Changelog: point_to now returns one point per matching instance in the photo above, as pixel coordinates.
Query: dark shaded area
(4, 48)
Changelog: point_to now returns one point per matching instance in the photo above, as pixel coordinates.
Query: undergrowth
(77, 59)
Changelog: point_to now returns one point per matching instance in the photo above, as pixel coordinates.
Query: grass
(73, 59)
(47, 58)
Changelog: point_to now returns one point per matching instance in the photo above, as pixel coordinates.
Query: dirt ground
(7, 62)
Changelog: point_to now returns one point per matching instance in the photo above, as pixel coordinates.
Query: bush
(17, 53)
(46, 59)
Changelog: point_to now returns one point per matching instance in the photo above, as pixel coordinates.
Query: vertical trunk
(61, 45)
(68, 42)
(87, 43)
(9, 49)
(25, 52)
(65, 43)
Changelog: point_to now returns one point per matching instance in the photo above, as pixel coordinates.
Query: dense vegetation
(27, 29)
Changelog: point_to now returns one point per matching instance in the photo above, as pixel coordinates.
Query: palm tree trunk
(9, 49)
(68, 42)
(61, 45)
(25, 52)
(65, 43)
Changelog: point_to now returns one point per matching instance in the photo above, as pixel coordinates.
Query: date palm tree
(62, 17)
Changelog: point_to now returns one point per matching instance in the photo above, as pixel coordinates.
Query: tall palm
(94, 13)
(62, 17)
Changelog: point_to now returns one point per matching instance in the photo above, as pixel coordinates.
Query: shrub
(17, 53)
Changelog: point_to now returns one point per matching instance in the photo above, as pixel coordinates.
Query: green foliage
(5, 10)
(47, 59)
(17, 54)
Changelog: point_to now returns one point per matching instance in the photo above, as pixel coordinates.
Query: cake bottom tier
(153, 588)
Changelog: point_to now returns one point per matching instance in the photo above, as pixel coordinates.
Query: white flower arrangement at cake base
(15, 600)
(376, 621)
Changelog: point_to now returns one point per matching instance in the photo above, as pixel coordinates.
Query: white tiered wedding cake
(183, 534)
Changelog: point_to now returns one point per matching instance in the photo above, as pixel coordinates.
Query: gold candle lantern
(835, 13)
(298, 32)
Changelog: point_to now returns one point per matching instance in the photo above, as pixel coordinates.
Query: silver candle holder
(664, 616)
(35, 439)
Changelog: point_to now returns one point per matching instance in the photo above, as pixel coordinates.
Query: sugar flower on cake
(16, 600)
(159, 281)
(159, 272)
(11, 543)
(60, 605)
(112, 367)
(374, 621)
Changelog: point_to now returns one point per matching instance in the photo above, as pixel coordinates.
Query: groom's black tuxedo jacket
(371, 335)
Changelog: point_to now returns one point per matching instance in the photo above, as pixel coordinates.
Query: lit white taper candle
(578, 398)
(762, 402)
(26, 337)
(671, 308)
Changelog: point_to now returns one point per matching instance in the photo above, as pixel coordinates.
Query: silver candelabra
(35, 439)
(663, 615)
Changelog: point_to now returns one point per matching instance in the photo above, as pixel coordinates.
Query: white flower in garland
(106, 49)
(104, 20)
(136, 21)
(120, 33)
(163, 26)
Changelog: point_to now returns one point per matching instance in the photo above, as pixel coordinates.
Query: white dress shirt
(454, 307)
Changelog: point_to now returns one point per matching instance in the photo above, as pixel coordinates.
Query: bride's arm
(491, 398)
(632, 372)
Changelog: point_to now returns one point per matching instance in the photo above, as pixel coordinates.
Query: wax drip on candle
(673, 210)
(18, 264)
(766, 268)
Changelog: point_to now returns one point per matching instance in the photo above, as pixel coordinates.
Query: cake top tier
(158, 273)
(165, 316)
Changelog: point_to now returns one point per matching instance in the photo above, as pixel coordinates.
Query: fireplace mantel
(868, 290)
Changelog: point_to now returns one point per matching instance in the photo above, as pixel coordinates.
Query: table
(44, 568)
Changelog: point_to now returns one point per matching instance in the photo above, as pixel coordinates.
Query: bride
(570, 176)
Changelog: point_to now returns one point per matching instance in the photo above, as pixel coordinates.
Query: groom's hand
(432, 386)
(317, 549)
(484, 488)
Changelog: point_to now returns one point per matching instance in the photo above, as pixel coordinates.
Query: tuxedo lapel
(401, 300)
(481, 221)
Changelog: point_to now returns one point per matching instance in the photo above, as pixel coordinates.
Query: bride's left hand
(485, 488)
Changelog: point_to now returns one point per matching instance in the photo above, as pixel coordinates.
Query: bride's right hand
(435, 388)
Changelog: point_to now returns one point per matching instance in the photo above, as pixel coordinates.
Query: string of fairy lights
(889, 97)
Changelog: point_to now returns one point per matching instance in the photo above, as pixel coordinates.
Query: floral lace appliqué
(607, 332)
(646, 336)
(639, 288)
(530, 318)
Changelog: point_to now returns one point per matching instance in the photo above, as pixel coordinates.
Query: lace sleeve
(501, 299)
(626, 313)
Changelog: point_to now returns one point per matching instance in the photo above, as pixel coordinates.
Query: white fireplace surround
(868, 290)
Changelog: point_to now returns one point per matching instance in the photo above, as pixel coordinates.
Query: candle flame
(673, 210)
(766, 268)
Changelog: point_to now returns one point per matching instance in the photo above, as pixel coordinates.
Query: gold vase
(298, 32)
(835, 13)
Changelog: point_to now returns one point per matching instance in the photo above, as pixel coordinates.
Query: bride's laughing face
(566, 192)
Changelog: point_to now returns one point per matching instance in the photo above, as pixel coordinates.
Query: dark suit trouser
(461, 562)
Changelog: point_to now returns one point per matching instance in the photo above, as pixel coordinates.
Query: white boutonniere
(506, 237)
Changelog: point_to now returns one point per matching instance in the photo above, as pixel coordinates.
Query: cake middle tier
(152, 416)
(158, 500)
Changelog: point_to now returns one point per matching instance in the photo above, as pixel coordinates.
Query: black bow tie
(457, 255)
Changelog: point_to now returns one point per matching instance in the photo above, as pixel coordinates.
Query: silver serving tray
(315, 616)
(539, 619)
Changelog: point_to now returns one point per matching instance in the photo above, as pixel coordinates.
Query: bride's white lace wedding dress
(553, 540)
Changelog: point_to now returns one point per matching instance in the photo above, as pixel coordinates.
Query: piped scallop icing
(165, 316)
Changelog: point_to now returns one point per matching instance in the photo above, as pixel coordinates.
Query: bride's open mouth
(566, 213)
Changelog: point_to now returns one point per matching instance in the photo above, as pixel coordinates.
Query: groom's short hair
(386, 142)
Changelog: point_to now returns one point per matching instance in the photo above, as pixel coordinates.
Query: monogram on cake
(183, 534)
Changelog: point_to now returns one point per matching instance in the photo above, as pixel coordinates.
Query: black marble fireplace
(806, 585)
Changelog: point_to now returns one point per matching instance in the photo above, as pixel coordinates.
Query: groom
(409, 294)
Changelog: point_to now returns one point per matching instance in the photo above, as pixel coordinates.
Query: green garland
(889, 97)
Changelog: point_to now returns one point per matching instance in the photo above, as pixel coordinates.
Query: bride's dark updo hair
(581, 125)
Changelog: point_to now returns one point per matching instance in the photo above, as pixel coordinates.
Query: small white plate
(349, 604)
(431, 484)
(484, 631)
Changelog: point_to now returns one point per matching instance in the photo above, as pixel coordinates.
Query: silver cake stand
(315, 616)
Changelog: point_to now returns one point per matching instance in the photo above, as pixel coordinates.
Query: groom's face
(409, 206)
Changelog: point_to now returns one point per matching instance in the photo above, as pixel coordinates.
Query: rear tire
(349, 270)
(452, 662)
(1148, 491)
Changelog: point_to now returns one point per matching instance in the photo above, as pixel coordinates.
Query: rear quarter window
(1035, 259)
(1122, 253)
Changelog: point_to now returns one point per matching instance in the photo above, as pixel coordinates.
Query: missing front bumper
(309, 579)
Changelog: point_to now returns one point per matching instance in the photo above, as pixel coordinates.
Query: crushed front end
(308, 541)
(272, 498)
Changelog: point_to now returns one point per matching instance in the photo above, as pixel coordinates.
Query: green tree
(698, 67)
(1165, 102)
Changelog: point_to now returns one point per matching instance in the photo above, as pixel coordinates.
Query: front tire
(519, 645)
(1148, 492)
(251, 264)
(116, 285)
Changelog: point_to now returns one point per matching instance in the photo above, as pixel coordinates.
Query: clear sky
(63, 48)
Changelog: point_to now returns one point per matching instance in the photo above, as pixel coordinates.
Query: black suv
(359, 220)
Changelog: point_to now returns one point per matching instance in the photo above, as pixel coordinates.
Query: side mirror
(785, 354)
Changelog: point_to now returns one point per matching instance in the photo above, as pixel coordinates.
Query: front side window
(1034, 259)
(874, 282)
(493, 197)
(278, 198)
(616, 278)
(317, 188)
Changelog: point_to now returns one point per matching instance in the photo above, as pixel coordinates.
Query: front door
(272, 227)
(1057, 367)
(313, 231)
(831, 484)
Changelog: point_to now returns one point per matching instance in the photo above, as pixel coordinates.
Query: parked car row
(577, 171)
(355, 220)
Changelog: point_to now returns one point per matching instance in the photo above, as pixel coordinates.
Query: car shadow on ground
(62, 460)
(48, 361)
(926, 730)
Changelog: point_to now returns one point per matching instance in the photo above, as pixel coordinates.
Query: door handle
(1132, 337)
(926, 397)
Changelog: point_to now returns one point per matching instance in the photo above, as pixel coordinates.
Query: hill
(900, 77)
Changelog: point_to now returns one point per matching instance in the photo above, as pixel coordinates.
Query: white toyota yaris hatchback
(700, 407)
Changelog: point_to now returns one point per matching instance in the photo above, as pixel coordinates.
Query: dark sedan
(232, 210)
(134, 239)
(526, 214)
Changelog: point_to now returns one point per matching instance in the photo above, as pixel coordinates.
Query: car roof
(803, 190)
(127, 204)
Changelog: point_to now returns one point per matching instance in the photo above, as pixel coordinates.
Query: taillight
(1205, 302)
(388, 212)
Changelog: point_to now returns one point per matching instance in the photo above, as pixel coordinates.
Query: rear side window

^^^^

**Exercise goal**
Report how many lines in the listing above contain the word "fireplace". Give only the number.

**Exercise response**
3